What to do =
a - Return the part of the Occupe-toi d'Amélie film page between "Occupe-toi d'Amélie" and "Amelia; Oh Amelia!", inclusive, copied word for word.
b - Continue the Occupe-toi d'Amélie film page after its final sentence.

Extract =
Occupe-toi d'Amélie
1949 Comedy   
 

Credits
  • Director: Claude Autant-Lara
  • Script: Jean Aurenche, Pierre Bost, Georges Feydeau (play)
  • Photo: André Bac
  • Music: René Cloërec
  • Cast: Danielle Darrieux (Amélie), Jean Desailly (Marcel), Louise Conte (Irène), Julien Carette (Pochet), André Bervil (Étienne), Grégoire Aslan (Le prince), Roland Armontel (Le général Koschnadieff), Victor Guyau (Van Putzeboom), Charles Dechamps (Le maire), Lucienne Granier (Palmyre), Colette Ripert (Charlotte), Paul Demange (Moilletu)
  • Country: France
  • Language: French
  • Runtime: 92 min; B&W
  • Aka: Keep an Eye on Amelia; Oh Amelia!


 
Summary
Paris, 1910.  Spectators at the Palais Royal watch in anticipation as the curtain rises on a stage production of Georges Feydeau’s play Occupe-toi d’Amélie.  Once a lowly chambermaid, Amélie Pochet now revels in her newfound status as a kept woman, the pampered mistress of a military man named Etienne.   To ensure his prize remains faithful to him, Etienne asks his best friend, Marcel, to keep a watchful eye on her whilst he is away on military manoeuvres.  Marcel is preoccupied with his father’s inheritance, which is his only if he marries, something he is loath to do.  He decides to take advantage of Etienne’s absence by arranging a fake wedding with Amélie.  Unfortunately, Amélie has caught the attention of the wealthy Prince of Palestrie, who is determined to win her for himself.   With Etienne’s complicity, Marcel finally manages to marry Amélie as planned but doesn’t realise until after the ceremony that his friend has betrayed him and has put him through a real wedding instead of a fake one.  Incensed by what they have seen, some members of the audience leap onto the stage and, far from sabotaging the proceedings, they inadvertently give the play a happy ending...

Dataset extract =
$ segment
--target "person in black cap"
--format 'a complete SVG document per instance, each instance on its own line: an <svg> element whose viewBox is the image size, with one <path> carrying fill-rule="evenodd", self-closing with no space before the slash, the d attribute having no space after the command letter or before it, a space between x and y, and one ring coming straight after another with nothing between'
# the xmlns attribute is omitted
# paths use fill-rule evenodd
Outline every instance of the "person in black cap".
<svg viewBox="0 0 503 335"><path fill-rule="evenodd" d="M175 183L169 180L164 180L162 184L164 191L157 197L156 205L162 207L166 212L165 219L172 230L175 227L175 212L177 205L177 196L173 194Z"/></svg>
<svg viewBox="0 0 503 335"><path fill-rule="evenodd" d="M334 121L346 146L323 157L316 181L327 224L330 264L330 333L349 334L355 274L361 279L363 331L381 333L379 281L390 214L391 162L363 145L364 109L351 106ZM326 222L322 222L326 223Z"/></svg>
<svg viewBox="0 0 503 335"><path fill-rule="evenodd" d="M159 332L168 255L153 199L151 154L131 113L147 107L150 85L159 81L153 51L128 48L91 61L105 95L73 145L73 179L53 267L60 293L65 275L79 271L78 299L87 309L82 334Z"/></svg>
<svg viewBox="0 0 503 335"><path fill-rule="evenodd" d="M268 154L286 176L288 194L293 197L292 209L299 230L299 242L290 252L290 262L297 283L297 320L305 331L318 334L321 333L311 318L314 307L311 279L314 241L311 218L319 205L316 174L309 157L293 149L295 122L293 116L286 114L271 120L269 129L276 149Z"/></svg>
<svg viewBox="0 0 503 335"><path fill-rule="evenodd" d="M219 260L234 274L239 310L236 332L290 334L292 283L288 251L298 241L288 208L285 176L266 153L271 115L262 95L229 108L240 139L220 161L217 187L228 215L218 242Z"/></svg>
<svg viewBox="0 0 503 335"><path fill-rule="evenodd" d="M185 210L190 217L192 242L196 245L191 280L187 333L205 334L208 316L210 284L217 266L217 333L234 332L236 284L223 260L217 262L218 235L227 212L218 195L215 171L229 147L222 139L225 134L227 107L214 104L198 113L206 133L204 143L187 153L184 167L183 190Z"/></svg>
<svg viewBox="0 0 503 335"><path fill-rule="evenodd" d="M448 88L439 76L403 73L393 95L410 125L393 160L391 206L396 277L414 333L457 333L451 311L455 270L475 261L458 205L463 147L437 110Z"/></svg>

Responses per task =
a -
Occupe-toi d'Amélie
1949 Comedy   
 

Credits
  • Director: Claude Autant-Lara
  • Script: Jean Aurenche, Pierre Bost, Georges Feydeau (play)
  • Photo: André Bac
  • Music: René Cloërec
  • Cast: Danielle Darrieux (Amélie), Jean Desailly (Marcel), Louise Conte (Irène), Julien Carette (Pochet), André Bervil (Étienne), Grégoire Aslan (Le prince), Roland Armontel (Le général Koschnadieff), Victor Guyau (Van Putzeboom), Charles Dechamps (Le maire), Lucienne Granier (Palmyre), Colette Ripert (Charlotte), Paul Demange (Moilletu)
  • Country: France
  • Language: French
  • Runtime: 92 min; B&W
  • Aka: Keep an Eye on Amelia; Oh Amelia!

b -
Review
Possibly the most inspired screen adaptation of a Feydeau farce, Claude Autant-Lara’s Occupe-toi d’Amélie is unquestionably one of the highpoints of 1940s French cinema, a brisk and hilarious piece of anti-bourgeois satire that is as fresh and entertaining today as it was when it was made.  Ebullient performances from a very distinguished cast (headed by the magnificent Danielle Darrieux) and Autant-Lara’s meticulous direction, to say nothing of the lavish sets and costumes, make this a glorious spectacle of mirth and amusement.  There is hardly another French film that is as fast or as funny as this one.

Autant-Lara was renowned for the anti-establishment slant he brought to his films, achieving a kind of notoriety that earned him condemnation from the Catholic Church and a certain breed of priggish film critic.  His previous film, Le Diable au corps (1947) had been branded anti-French whilst his next film, L’Auberge rouge (1951), would be interpreted as an all-out assault on the Church.  However, the director’s main target in his films was the bourgeoisie, that complacent middle class made up of preening parvenus and their pitiful parasites.  Autant-Lara took great delight in pillorying this particular stratum of French society in many of his film, but rarely with as much vigour and as much malice as in Occupe-toi d’Amélie, his comic masterpiece.